CONSEGNA A =
Rispondi alle seguenti domande sul brano riguardante l'Europa.
(i) In quale quadro è avvenuta la crescita dei paesi dell'Unione dal dopoguerra a oggi?
(ii) Quali paesi si trovano da una parte e quali dall'altra del solco da ricomporre?
(iii) In che mese scatterà il semestre della presidenza italiana?

BRANO =
********

Molti interrogativi, dunque, chiamano in causa l’Europa e la sua capacità di agire come soggetto globale vicino agli Usa. La progressiva crescita dei paesi dell’Unione, dal dopoguerra a oggi, è avvenuta in un quadro di civilizzazione euroatlantica che ci ha permesso di avere istituzioni liberali e di godere di una crescita economica sostenuta.

E’ questo l’orizzonte europeo e, al di fuori di questo, è difficile immaginare una solitaria prospettiva del nostro continente. Ciò significa che il solco scavato tra Francia e Germania da una parte, Italia, Inghilterra e Spagna dall’altra deve essere in qualche modo ricomposto. Che occorre saper gettare un ponte tra le due Europe salvo perdere tutti in autorità. Dopo avere contribuito a incrinare la comunità, anche il governo Berlusconi dovrebbe riconsiderare il proprio ruolo e lavorare con maggior convinzione per ritrovare un equilibrio e un minimo comun denominatore. Siamo uno dei paesi fondatori, a luglio scatterà il semestre della presidenza italiana, l’interesse nazionale non è quello di aggravare lo strappo e indebolire i vincoli comunitari.

********

CONSEGNA B = Trova nei record ogni riga che contiene la stringa "scan" e copiala.

********

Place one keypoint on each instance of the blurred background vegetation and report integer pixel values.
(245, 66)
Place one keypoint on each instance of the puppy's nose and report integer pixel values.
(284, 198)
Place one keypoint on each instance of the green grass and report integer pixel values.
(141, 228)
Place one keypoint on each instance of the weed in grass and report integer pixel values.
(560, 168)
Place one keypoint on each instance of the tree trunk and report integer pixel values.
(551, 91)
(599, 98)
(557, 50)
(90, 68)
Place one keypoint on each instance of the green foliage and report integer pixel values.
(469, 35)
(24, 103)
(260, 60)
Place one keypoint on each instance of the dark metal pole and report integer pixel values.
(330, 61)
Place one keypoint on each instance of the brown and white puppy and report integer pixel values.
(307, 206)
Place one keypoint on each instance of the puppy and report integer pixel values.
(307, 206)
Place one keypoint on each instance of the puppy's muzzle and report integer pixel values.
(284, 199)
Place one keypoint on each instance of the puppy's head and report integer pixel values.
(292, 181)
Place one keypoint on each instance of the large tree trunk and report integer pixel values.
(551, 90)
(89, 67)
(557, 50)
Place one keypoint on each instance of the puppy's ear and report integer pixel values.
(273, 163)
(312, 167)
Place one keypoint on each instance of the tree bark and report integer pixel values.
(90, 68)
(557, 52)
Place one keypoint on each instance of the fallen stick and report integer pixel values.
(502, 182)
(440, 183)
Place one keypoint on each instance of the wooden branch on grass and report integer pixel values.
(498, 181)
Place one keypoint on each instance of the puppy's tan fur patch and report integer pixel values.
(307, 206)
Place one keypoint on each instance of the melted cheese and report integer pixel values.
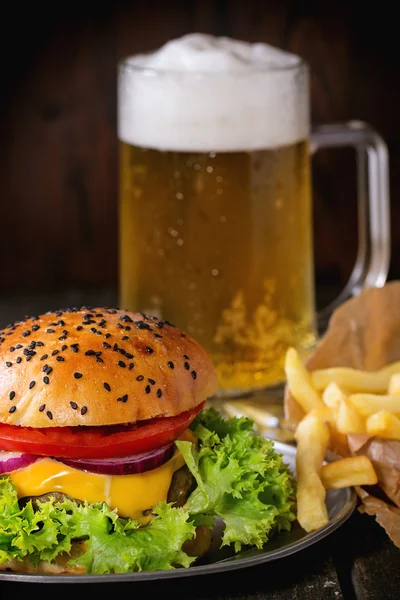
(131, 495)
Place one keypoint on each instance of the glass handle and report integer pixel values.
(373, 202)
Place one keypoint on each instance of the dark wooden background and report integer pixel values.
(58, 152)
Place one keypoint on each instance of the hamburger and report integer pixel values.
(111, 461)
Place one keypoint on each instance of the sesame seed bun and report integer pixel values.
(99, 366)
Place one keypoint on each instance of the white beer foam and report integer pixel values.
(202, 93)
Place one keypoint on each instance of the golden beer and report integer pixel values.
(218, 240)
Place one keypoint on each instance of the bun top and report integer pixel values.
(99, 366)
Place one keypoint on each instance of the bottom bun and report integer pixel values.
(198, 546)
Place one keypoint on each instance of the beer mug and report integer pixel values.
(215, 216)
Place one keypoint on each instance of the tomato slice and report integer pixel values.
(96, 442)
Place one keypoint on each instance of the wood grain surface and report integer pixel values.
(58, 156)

********

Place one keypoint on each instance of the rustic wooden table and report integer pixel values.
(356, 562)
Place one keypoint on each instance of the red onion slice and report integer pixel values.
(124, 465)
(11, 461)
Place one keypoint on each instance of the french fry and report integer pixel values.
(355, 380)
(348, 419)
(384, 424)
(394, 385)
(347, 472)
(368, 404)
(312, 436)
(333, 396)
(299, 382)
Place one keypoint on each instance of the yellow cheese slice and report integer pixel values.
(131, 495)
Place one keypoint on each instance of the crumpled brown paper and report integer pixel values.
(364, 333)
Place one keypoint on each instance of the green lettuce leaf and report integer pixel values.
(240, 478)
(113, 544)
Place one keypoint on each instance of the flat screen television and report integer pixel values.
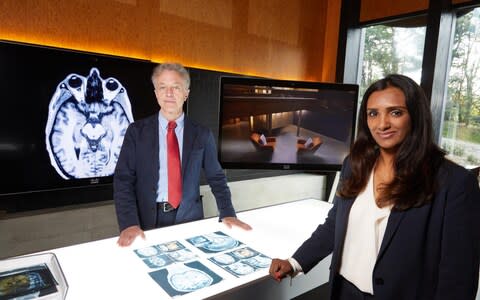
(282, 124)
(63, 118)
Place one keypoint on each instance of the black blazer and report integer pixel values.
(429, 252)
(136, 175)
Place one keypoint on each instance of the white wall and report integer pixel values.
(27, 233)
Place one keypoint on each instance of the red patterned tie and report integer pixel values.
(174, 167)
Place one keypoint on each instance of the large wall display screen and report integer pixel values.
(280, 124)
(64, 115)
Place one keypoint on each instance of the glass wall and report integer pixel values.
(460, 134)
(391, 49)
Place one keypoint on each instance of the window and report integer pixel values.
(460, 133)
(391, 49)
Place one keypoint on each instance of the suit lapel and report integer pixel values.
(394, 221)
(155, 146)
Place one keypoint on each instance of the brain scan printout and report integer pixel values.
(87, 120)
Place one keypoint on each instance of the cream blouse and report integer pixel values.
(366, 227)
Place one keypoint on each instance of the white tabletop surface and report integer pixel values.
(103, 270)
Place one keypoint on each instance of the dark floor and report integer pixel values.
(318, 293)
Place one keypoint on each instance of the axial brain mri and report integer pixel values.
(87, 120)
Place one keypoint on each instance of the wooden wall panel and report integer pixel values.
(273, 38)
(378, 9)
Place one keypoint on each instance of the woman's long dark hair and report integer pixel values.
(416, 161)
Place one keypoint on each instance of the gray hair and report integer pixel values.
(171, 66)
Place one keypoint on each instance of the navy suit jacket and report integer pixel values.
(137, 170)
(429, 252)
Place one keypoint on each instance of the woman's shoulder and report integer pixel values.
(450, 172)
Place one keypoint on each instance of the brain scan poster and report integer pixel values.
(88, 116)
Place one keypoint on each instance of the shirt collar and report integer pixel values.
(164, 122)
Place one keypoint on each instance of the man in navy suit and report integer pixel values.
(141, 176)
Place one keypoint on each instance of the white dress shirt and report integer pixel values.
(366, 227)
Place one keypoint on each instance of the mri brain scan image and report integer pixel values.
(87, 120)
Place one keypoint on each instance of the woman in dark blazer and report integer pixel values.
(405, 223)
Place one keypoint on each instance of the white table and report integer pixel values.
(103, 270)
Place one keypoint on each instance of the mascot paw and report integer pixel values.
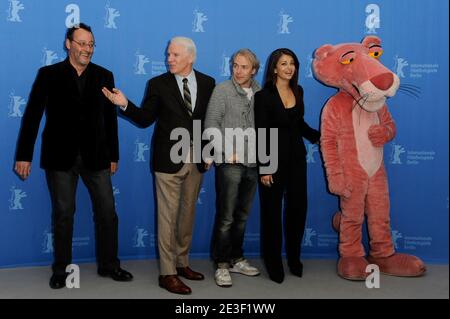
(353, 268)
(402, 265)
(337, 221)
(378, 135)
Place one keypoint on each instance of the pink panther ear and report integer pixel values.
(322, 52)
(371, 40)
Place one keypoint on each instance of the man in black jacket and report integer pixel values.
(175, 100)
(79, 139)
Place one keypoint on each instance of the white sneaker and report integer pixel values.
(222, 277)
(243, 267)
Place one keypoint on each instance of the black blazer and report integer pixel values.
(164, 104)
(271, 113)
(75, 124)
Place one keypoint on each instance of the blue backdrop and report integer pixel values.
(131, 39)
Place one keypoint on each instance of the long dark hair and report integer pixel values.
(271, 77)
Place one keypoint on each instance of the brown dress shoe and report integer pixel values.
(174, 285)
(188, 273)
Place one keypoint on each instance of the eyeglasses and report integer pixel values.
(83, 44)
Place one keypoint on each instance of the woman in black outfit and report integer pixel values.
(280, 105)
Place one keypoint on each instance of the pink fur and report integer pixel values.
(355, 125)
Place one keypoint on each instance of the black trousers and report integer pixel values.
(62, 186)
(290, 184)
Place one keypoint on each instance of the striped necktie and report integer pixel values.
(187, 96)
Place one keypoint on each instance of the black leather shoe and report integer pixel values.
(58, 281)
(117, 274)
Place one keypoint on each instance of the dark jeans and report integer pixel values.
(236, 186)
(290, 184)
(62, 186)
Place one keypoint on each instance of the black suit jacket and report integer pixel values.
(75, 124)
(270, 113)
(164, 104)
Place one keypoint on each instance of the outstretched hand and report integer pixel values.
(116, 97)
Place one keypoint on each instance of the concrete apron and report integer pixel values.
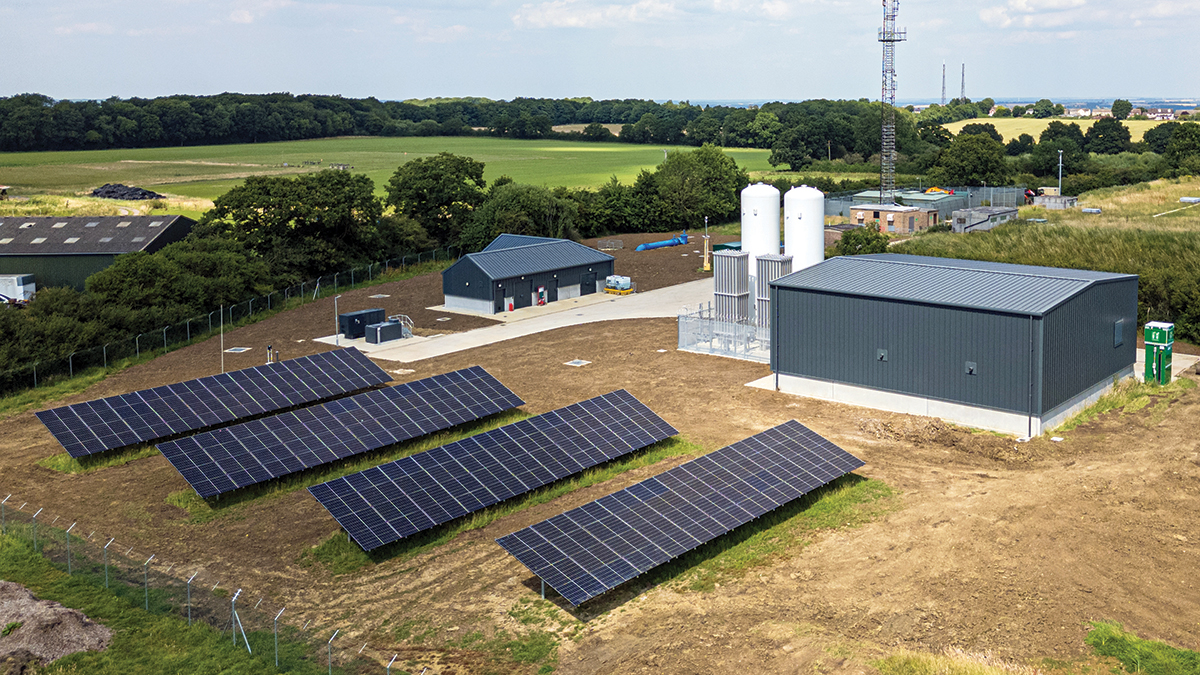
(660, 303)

********

RISPOSTA COMPLETA A =
(i) In un quadro di civilizzazione euroatlantica.
(ii) Da una parte Francia e Germania, dall'altra Italia, Inghilterra e Spagna.
(iii) A luglio.

RISPOSTA COMPLETA B =
Place one keypoint on each instance of the brain scan printout and report integer pixel values.
Place one keypoint on each instance of the brain scan poster and report integer pixel values.
Place one keypoint on each instance of the mri brain scan image and report integer pixel values.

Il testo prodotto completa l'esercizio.